==== SUPPLIED TEXT
# spacle over paint?



## onhitch (Mar 12, 2006)

can i spacle over semi gloss interior latex paint? if so what prep is nesessary?


----------



## glock40 (May 19, 2005)

Onhitch before you do that I would sand the wall 1st then apply your compound. After your compound set sponge dry it with a wet dry sponge and sand the next day. If you are using a gloss paint you will have to reroll your walls.


----------



## Gordo (Feb 21, 2006)

glock40 said:


> Onhitch before you do that I would sand the wall 1st then apply your compound. After your compound set sponge dry it with a wet dry sponge and sand the next day. If you are using a gloss paint you will have to reroll your walls.


True.


----------



## Zeebo (Jul 4, 2005)

glock40 said:


> Onhitch before you do that I would sand the wall 1st then apply your compound. After your compound set sponge dry it with a wet dry sponge and sand the next day. If you are using a gloss paint you will have to reroll your walls.



Can I ask you why you should sponge dry the compound after it sets?? I usually wait for it to dry and sand it, prime it. 

How does sponge drying the set surface help?? I have never done this before and I want to learn something here. 

Thanks.

Zeebo


----------



## ProWallGuy (Oct 17, 2003)

Zeebo, there may be just a bit of mis-communication.
I assumed they meant to feather the patch out with a damp sponge as compared to sanding it smooth. I have done this before on small patches, less than 1 sq ft.
I might be mistaken, but I think that is what they are trying to convey here.


----------



## Zeebo (Jul 4, 2005)

ProWallGuy said:


> Zeebo, there may be just a bit of mis-communication.
> I assumed they meant to feather the patch out with a damp sponge as compared to sanding it smooth. I have done this before on small patches, less than 1 sq ft.
> I might be mistaken, but I think that is what they are trying to convey here.


Thanks for the clarity....I like your caption...Saving marriages since 19....how true it is.


----------
========
WRITTEN INSTRUCTION 1: Convert the records below into a numbered list, starting at the line that contains "Question. The picture above shows the tree" and running through the end of the records. Skip blank lines and leave the pictures out.
==== DATA ENTRIES
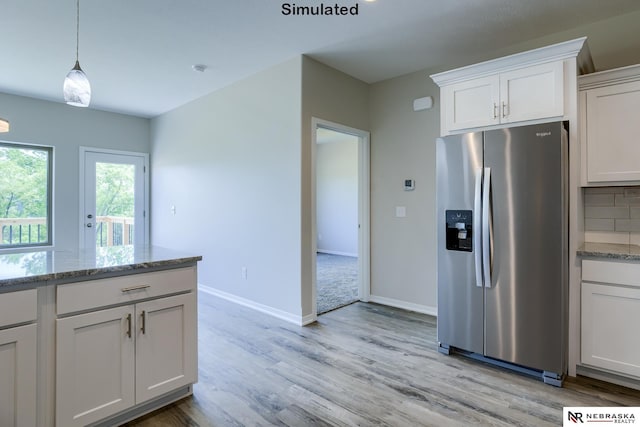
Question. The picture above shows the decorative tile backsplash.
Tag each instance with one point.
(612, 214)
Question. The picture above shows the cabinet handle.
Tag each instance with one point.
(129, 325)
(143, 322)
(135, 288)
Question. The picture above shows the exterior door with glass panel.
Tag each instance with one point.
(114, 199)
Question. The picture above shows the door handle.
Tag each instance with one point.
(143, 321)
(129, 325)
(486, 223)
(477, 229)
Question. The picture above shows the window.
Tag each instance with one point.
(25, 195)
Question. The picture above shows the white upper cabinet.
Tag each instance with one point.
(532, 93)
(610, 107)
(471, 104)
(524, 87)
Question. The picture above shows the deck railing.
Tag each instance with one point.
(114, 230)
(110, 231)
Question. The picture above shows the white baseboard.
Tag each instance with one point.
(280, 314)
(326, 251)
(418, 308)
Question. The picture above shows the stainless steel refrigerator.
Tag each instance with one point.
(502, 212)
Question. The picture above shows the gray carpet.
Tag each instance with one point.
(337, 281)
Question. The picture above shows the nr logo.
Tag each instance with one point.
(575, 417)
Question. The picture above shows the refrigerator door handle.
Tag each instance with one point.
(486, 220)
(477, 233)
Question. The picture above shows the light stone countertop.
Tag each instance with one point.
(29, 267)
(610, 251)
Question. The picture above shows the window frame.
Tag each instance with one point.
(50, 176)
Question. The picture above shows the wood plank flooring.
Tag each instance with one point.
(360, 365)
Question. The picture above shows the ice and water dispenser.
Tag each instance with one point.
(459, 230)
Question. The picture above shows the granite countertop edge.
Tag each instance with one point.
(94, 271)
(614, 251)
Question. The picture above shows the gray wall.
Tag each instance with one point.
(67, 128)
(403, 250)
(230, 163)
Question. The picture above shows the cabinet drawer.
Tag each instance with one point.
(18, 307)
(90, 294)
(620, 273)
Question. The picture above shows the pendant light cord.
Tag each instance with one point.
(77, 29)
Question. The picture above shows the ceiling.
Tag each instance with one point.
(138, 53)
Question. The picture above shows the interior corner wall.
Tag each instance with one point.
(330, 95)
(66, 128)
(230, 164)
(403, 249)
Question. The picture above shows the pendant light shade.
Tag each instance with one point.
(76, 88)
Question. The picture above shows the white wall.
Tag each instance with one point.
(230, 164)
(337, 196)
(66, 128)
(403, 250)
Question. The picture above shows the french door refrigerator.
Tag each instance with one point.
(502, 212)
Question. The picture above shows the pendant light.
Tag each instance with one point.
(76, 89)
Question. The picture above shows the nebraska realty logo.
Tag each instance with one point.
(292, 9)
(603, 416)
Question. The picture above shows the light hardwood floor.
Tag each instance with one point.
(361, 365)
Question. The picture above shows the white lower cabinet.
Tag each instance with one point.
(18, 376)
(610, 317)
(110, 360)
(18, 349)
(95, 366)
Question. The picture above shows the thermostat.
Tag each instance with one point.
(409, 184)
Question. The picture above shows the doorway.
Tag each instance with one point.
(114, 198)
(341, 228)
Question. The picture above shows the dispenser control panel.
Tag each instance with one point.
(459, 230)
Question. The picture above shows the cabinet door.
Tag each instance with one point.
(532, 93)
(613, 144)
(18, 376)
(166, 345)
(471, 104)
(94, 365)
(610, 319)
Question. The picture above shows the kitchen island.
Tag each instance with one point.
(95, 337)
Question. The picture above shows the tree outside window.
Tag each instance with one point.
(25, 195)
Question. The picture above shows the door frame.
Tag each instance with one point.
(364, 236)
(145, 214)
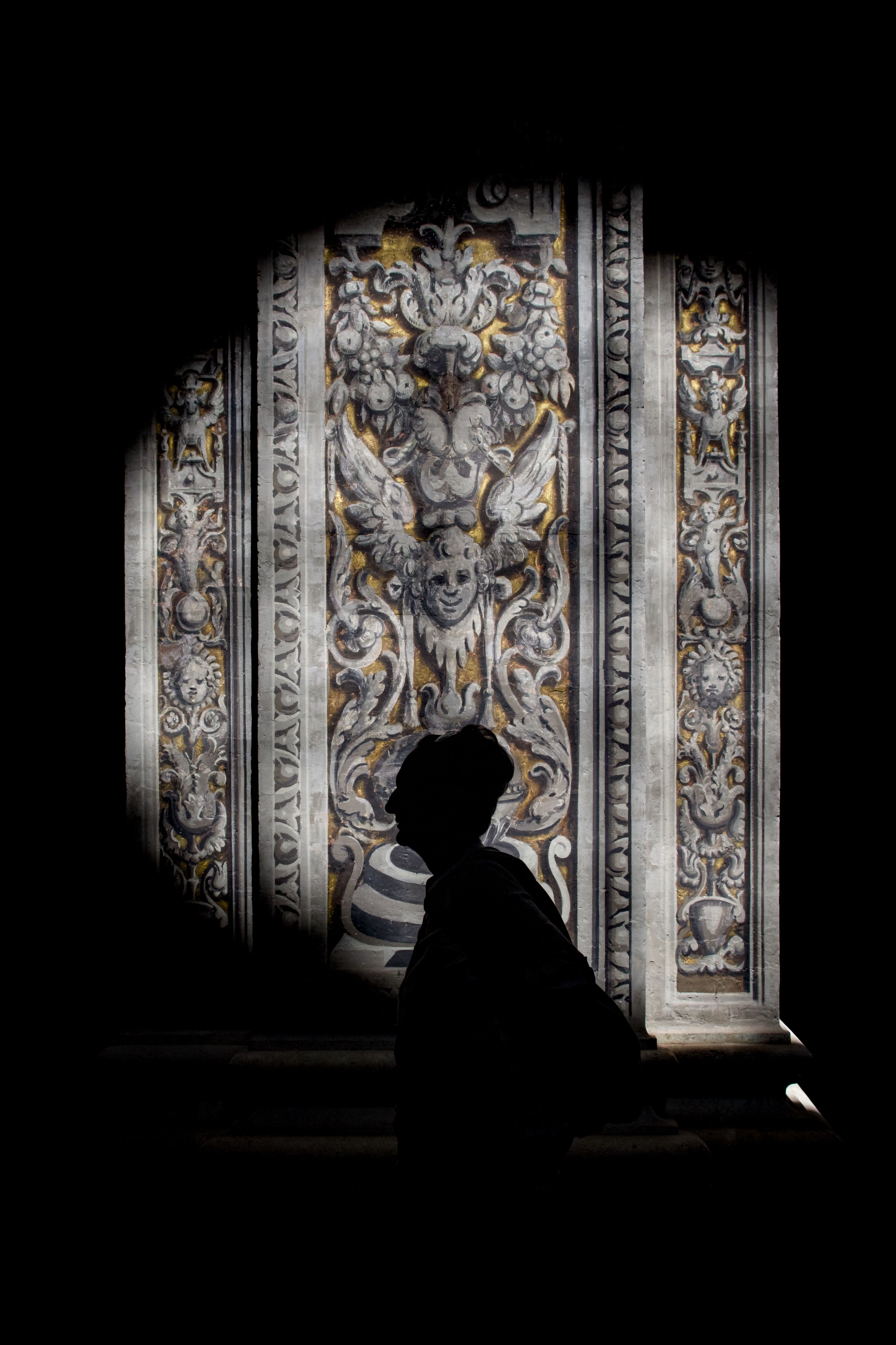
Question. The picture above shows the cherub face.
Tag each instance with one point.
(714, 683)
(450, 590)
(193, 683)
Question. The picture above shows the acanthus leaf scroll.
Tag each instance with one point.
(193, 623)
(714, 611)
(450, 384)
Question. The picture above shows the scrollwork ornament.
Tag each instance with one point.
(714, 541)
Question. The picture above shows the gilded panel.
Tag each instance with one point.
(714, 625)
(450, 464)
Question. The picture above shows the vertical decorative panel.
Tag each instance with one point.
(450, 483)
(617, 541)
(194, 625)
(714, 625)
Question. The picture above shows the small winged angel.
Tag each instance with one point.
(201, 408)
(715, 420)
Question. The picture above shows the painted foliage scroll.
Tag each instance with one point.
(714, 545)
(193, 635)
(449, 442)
========
WRITTEN INSTRUCTION 2: In the thread on spackling over paint, how large were the patches that ProWallGuy says he has feathered out with a damp sponge?

WRITTEN RESPONSE 1:
1. Question. The picture above shows the tree outside window.
2. Tag each instance with one point.
3. (25, 195)
4. Question. The picture above shows the door frame.
5. Tag each instance with one point.
6. (364, 236)
7. (145, 214)
8. Question. The picture above shows the cherub face.
9. Tag each instance with one point.
10. (714, 683)
11. (450, 590)
12. (193, 683)
13. Question. The picture above shows the acanthus leaf scroll.
14. Tag each instance with one point.
15. (193, 623)
16. (714, 611)
17. (450, 384)
18. Question. The picture above shows the scrollwork ornament.
19. Tag each instance with one point.
20. (714, 541)
21. Question. The picture above shows the gilded panel.
22. Tag each instance with one point.
23. (714, 625)
24. (450, 464)
25. Question. The picture above shows the vertical decorative panel.
26. Tag each instance with one point.
27. (450, 483)
28. (617, 541)
29. (194, 625)
30. (714, 625)
31. Question. The picture above shows the small winged angel.
32. Tag each instance with one point.
33. (201, 408)
34. (715, 420)
35. Question. The picture above shows the painted foliage scroll.
36. Tag each instance with one point.
37. (714, 545)
38. (193, 635)
39. (449, 442)

WRITTEN RESPONSE 2: Small patches, less than 1 sq ft.